» **Sección de texto**:
Dicen los expertos en la materia que reírse a pleno pulmón, con el añadido de sonoras carcajadas, es una acción saludable que beneficia y tonifica el espíritu, amén de favorecer el riego cardiovascular a base de eliminar toxinas que retroalimentan el stress acumulado. Sin embargo, los mismos expertos afirman que, por el contrario, aguantar y contener una espontánea y rebelde risa puede provocar riesgos imprevisibles, ya que el organismo es sometido a una dubitativa contradicción, entre el deseo y el censurado rechazo. Debe ser algo parecido a cuando uno, en un estrafalario intento de prolongar los momentos más íntimamente sublimes, intenta contener el inevitable desbordamiento del polen de la vida, a veces con resultados más que lamentables. Pues bien, de esta incontinencia (la referida a los ataques de risa que parecen darse en los momentos más inoportunos) quería yo referirme, puesto que, a lo largo de mi vida he adolecido de la mala virtud de sobreponerme a un traicionero ataque de risa en muchas situaciones donde la ocasión no era precisamente la más propicia para semejante exhibición de improvisada e inexplicable alegría.

 Es por ello que, debido a esta puntual incontinencia, mi presencia en funerales y velatorios no suele ser muy habitual, como consecuencia de que en tal tesitura me sobrevienen diabólicos ataques de risa que a duras penas puedo contener. Basta que me fije en alguna anomalía para que, contra toda mi voluntad, el ataque se geste de la peor manera posible. Recuerdo el proceso de incineración de mi difunto (obviamente) padre, cuando la encargada del procedimiento público confundió en la mesa de mando la tecla de las luces con la de la música ambiental, y luego con la de las cortinillas que escoltaban el féretro… Hube de abandonar la recogida sala simulando un repentino golpe de tos. O aquel velatorio en un pueblo, cuando la brisa que entraba por la ventana provocó la ligera oscilación de la corbata del fallecido… Bueno en esta ocasión hubo un cómplice que coadyuvó a que la situación, desgraciada de por sí, empeorara aún más. Y, claro, uno va cubriéndose de una más que dudosa fama para ser «invitado» a este tipo de eventos, con la cuestionabilidad social que ello conlleva. Además, reconozco que esos incontrolados brotes de risa también pueden originarse en un ascensor, una sala de espera o en el autobús. Consultados mis más íntimos sobre este peculiar defecto, me indican que es producto de un infantilismo no superado con mezcla de algún trauma de juventud. Dada mi edad, esas explicaciones no acaban por convencerme y además me marginan por considerarme que soy yo el único bicho raro al que le ocurren estas comprometidas situaciones.

 Por lo tanto, solicito de todo aquel que pueda leer este escrito su opinión al respecto y, en la medida de lo posible, su remedio para tal menester, si es que lo hubiere. No quisiera que volviera a sucederme lo acontecido hace años en una trascendental entrevista de trabajo, cuando, observando la cara de gilipollas del entrevistador de turno… Me confortaría saber que no soy un caso exclusivo de semejante alteración psicológica. Aunque, bueno, siempre será mejor que me de por reír antes que por llorar u otras cosas todavía peores.

» **Lo que se pide**:
Reproduce literalmente el fragmento del texto sobre los ataques de risa inoportunos que va desde "Por lo tanto, solicito" hasta "cosas todavía peores.".

» **Registros enumerados**:

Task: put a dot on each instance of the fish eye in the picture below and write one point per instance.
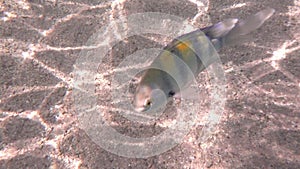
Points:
(171, 93)
(147, 103)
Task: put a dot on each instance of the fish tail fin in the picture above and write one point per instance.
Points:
(233, 31)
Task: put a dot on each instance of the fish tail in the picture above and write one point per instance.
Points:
(233, 31)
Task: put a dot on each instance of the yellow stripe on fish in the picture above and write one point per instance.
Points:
(189, 54)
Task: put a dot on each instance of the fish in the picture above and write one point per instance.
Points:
(187, 55)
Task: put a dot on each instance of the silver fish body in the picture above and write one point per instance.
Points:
(186, 56)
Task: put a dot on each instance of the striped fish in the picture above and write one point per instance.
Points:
(186, 56)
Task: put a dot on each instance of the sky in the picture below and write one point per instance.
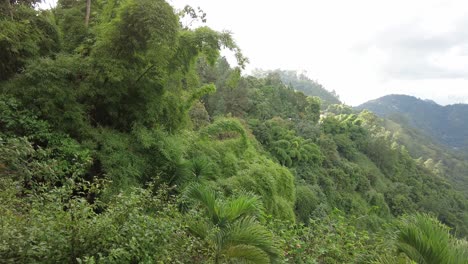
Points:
(362, 49)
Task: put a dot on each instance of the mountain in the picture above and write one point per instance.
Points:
(300, 82)
(445, 124)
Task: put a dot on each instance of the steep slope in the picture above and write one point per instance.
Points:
(301, 82)
(445, 124)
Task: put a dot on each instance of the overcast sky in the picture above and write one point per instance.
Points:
(362, 49)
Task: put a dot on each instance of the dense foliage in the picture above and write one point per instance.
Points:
(124, 138)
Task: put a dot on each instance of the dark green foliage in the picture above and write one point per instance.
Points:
(105, 126)
(232, 227)
(27, 35)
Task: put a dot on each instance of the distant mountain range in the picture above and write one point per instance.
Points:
(447, 125)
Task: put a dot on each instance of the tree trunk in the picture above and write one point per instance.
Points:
(88, 12)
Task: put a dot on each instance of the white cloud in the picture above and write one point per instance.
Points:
(363, 49)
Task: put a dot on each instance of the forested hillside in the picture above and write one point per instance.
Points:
(126, 138)
(445, 124)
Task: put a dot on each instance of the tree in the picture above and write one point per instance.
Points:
(88, 12)
(425, 240)
(232, 227)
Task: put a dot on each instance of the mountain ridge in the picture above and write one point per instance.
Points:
(445, 124)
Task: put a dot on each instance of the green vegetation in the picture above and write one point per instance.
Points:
(125, 138)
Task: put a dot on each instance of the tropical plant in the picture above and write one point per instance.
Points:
(425, 240)
(232, 227)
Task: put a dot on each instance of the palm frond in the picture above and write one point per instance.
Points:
(205, 197)
(247, 231)
(425, 240)
(247, 254)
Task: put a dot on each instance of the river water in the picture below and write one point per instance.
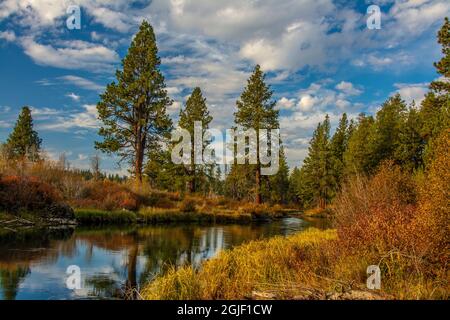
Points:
(115, 262)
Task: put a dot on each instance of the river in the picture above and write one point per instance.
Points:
(114, 262)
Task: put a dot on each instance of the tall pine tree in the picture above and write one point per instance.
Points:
(255, 110)
(195, 110)
(24, 142)
(133, 110)
(443, 66)
(338, 145)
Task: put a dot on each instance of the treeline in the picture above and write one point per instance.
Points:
(136, 127)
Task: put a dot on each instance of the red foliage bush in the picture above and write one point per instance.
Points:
(108, 195)
(26, 193)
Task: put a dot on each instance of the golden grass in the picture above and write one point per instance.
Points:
(258, 265)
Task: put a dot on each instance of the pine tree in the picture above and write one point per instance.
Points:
(195, 110)
(318, 167)
(409, 152)
(279, 182)
(384, 136)
(24, 142)
(443, 66)
(256, 111)
(356, 157)
(133, 110)
(338, 146)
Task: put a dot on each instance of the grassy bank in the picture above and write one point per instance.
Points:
(278, 264)
(157, 215)
(99, 217)
(390, 220)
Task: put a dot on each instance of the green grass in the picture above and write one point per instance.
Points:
(281, 264)
(156, 215)
(100, 217)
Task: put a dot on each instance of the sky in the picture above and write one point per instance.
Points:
(319, 57)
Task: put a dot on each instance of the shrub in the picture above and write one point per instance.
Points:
(188, 205)
(107, 195)
(99, 217)
(27, 194)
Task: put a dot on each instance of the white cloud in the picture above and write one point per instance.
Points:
(412, 91)
(300, 45)
(307, 102)
(73, 96)
(81, 82)
(348, 88)
(5, 124)
(71, 55)
(285, 103)
(8, 35)
(82, 157)
(64, 121)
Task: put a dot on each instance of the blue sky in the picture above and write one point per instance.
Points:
(318, 54)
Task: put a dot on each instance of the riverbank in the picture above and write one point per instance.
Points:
(281, 267)
(152, 215)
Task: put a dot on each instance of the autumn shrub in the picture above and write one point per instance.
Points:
(26, 194)
(107, 195)
(283, 265)
(434, 201)
(388, 221)
(188, 205)
(100, 217)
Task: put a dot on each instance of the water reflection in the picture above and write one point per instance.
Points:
(115, 262)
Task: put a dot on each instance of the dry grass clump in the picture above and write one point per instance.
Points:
(257, 265)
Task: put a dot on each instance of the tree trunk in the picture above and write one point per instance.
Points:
(139, 159)
(258, 185)
(258, 171)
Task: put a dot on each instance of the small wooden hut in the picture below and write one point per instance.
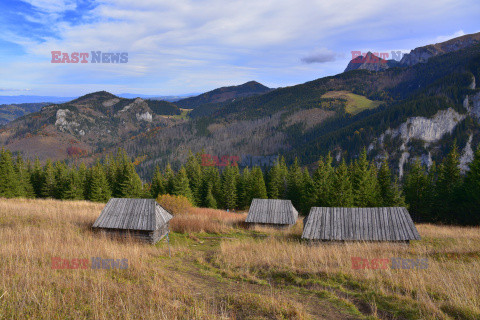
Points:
(359, 224)
(143, 219)
(272, 212)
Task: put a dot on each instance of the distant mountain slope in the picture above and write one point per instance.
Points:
(422, 54)
(417, 55)
(10, 112)
(370, 62)
(407, 113)
(224, 94)
(85, 125)
(32, 99)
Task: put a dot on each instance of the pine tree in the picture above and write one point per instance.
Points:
(181, 185)
(130, 183)
(10, 186)
(48, 180)
(308, 193)
(169, 179)
(275, 182)
(97, 186)
(60, 173)
(283, 169)
(158, 184)
(229, 188)
(416, 188)
(26, 188)
(210, 201)
(257, 188)
(364, 181)
(448, 187)
(323, 180)
(36, 178)
(389, 191)
(194, 173)
(472, 192)
(295, 186)
(73, 186)
(244, 189)
(342, 195)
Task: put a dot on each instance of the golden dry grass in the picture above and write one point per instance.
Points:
(285, 278)
(451, 282)
(34, 231)
(207, 220)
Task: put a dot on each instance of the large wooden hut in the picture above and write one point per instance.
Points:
(360, 224)
(144, 219)
(272, 212)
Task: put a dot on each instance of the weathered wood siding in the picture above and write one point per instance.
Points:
(368, 224)
(272, 212)
(144, 219)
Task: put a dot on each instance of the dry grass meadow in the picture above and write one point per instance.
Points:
(219, 269)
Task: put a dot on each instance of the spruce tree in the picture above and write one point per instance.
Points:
(229, 188)
(10, 186)
(364, 181)
(181, 185)
(244, 188)
(472, 192)
(194, 173)
(97, 186)
(158, 184)
(26, 188)
(390, 194)
(448, 186)
(169, 179)
(275, 181)
(309, 192)
(323, 180)
(130, 183)
(48, 180)
(36, 178)
(295, 186)
(342, 195)
(257, 188)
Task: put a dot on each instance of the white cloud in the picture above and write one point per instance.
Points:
(190, 45)
(457, 34)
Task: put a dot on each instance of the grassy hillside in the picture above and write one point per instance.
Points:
(354, 103)
(219, 269)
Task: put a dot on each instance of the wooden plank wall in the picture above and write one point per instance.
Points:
(369, 224)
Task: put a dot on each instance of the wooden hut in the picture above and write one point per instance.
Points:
(359, 224)
(272, 212)
(143, 219)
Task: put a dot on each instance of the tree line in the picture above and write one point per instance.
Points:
(435, 194)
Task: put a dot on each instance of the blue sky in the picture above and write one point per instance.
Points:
(184, 46)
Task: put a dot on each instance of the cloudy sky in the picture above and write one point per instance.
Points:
(185, 46)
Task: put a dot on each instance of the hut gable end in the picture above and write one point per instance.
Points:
(142, 218)
(361, 224)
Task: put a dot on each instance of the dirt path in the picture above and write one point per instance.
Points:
(210, 284)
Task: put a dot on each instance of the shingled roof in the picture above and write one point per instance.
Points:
(368, 224)
(132, 214)
(272, 211)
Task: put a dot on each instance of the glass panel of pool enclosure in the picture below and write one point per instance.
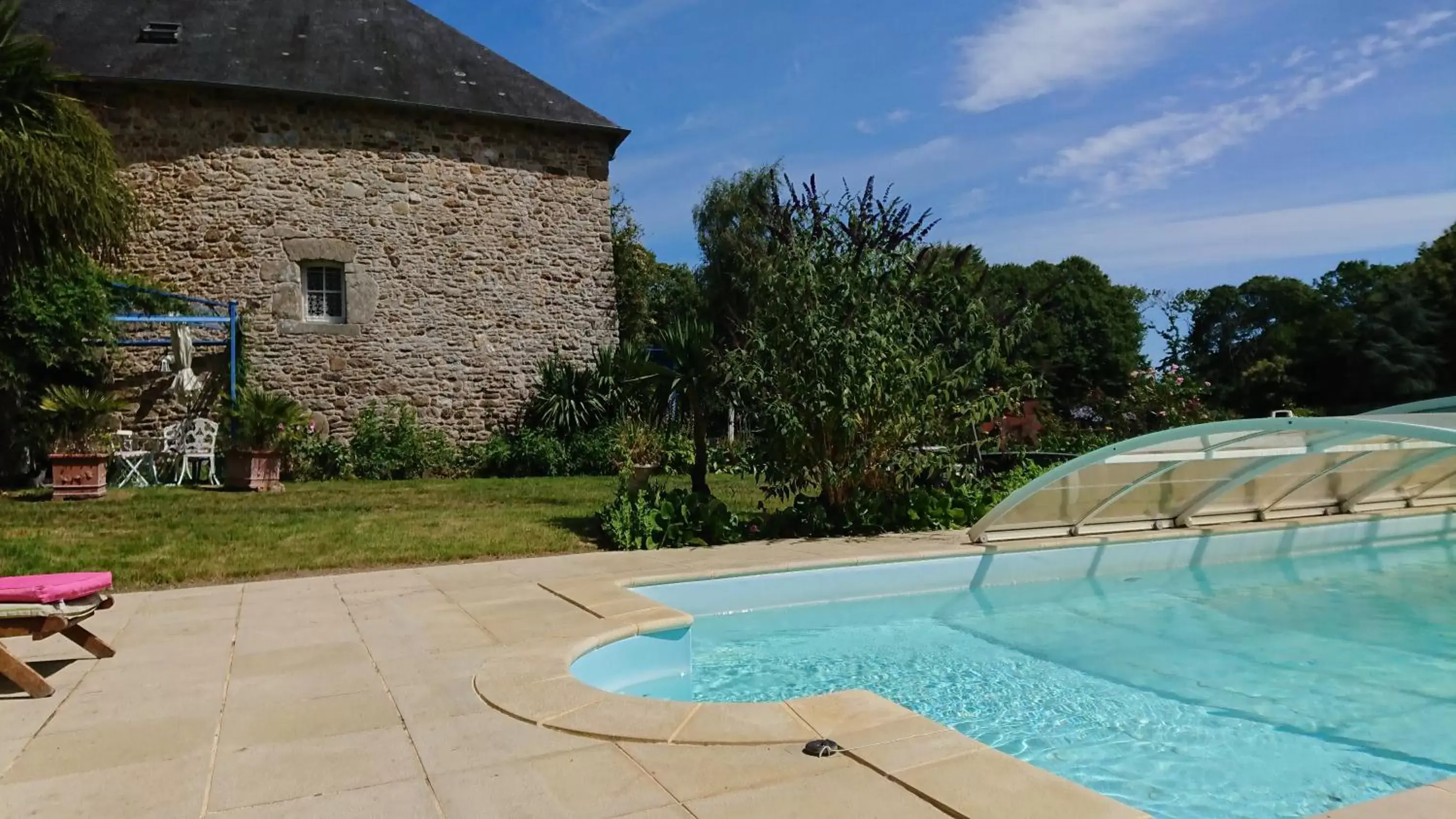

» **Respuesta del ejercicio**:
Por lo tanto, solicito de todo aquel que pueda leer este escrito su opinión al respecto y, en la medida de lo posible, su remedio para tal menester, si es que lo hubiere. No quisiera que volviera a sucederme lo acontecido hace años en una trascendental entrevista de trabajo, cuando, observando la cara de gilipollas del entrevistador de turno… Me confortaría saber que no soy un caso exclusivo de semejante alteración psicológica. Aunque, bueno, siempre será mejor que me de por reír antes que por llorar u otras cosas todavía peores.